### TASK REQUIREMENTS
From the passage below on the Hyde Amendment, list every year it mentions, in the order they appear.

(Beginning of PASSAGE PROVIDED)

In June 1976, as the politics of abortion were just beginning their transformation, another Chicago congressman, Republican Henry Hyde, teamed with Democrat Jim Oberstar of Minnesota to offer an amendment banning Medicaid funding for abortions. The issue was not a theoretical one. Taxpayers had paid for 300,000 or so abortions each year since Roe v. Wade in 1973. The amendment passed the House, 207 to 167, with 107 Democrats in the affirmative. Battles with a less life-friendly Senate led to more votes in the House, all of which pro-lifers won. The final round of voting came after the inclusion of an exception for the life of the mother, and with 151 Democrats in support it passed the House, 256 to 114.

The Hyde Amendment received the support of the newly elected Jimmy Carter. The Democratic president appointed a sympathetic Catholic cabinet secretary to oversee its implementation, and his Justice Department defended the law against a legal challenge, with the pro-life side prevailing 5-4 at the Supreme Court in 1980. Some form of the Hyde Amendment has guided federal spending ever since, though always as a budget rider, not as a stand-alone statute. In 2016, Democrats for the first time explicitly called for public funding of abortions in their party platform.

(End of PASSAGE PROVIDED)
(Beginning of DATA SECTION)

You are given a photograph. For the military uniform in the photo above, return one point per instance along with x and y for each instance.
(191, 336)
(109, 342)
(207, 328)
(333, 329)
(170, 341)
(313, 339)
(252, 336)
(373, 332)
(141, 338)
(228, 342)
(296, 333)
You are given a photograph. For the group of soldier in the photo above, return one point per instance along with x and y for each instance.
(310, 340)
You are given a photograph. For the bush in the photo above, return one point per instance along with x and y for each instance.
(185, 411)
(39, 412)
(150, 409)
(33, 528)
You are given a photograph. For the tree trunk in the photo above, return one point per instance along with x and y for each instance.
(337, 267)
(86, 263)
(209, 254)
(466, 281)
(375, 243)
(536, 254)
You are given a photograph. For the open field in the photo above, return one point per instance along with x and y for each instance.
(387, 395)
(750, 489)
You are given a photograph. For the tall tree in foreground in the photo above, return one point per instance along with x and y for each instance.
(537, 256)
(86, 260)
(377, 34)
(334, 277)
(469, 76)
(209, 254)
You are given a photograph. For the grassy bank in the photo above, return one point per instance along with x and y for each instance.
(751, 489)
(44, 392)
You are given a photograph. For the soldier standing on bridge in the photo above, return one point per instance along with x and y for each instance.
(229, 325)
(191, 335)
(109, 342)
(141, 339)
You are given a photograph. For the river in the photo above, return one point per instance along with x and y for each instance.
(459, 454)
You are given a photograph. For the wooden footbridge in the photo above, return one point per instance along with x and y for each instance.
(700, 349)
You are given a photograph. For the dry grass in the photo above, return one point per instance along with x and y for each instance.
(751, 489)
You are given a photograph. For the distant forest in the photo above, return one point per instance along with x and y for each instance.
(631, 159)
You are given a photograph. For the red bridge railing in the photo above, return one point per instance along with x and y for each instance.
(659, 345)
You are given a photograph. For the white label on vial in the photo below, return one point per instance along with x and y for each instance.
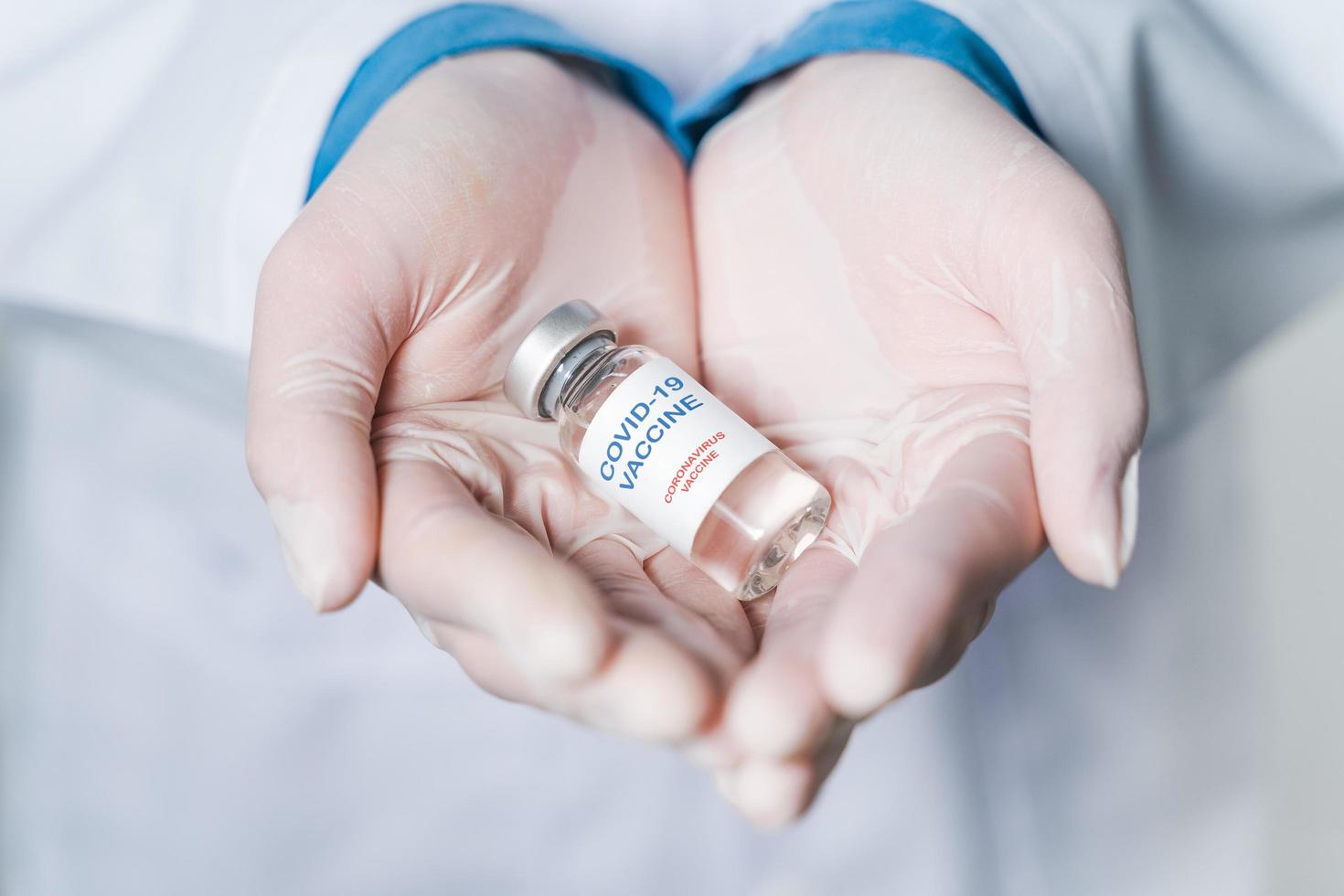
(664, 448)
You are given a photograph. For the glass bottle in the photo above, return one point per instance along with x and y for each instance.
(656, 441)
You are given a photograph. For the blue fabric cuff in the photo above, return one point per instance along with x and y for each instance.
(463, 28)
(849, 26)
(864, 26)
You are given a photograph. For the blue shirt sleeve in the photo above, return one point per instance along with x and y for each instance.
(851, 26)
(858, 26)
(463, 28)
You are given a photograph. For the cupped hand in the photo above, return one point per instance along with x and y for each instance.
(485, 192)
(926, 308)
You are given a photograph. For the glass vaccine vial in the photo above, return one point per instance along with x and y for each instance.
(657, 443)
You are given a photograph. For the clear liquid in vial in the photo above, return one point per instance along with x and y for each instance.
(760, 523)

(End of DATA SECTION)

### ANSWER BOX
1976, 1973, 1980, 2016